**Dataset entries**
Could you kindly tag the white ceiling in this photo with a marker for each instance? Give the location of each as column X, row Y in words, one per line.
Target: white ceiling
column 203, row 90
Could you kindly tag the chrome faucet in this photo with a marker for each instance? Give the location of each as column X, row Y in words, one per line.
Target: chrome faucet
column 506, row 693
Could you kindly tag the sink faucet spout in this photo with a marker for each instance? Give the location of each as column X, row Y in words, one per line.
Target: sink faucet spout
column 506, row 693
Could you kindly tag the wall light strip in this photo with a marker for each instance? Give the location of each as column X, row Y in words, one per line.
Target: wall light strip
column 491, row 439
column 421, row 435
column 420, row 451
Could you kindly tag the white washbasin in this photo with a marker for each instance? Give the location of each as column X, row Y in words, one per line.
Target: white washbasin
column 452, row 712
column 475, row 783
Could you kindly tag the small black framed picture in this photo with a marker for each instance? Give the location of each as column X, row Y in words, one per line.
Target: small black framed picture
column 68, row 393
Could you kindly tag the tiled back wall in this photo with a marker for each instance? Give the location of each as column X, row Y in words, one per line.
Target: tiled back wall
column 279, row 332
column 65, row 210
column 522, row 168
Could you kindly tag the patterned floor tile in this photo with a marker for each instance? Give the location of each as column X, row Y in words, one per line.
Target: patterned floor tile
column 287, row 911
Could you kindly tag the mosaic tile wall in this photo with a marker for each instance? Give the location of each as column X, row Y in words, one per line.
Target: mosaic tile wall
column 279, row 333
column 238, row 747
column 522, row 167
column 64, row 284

**What is needed**
Recast the part of the listing above that runs from the line with "Could you kindly tag the white washbasin" to the line with "column 68, row 393" as a Markdown table. Use the columns Row and Entry, with a row number in the first and the line in the second, and omit blank lines.

**Reply**
| Row | Entry |
|---|---|
| 1 | Could you kindly tag the white washbasin in this photo with a marker for each instance? Give the location of each as column X, row Y in words, one per line. |
| 2 | Target: white washbasin |
| 3 | column 452, row 712 |
| 4 | column 475, row 783 |
| 5 | Could you kindly tag the small black framed picture in this photo with a marker for each instance? Give the location of each as column X, row Y in words, one per line. |
| 6 | Target: small black framed picture |
| 7 | column 68, row 393 |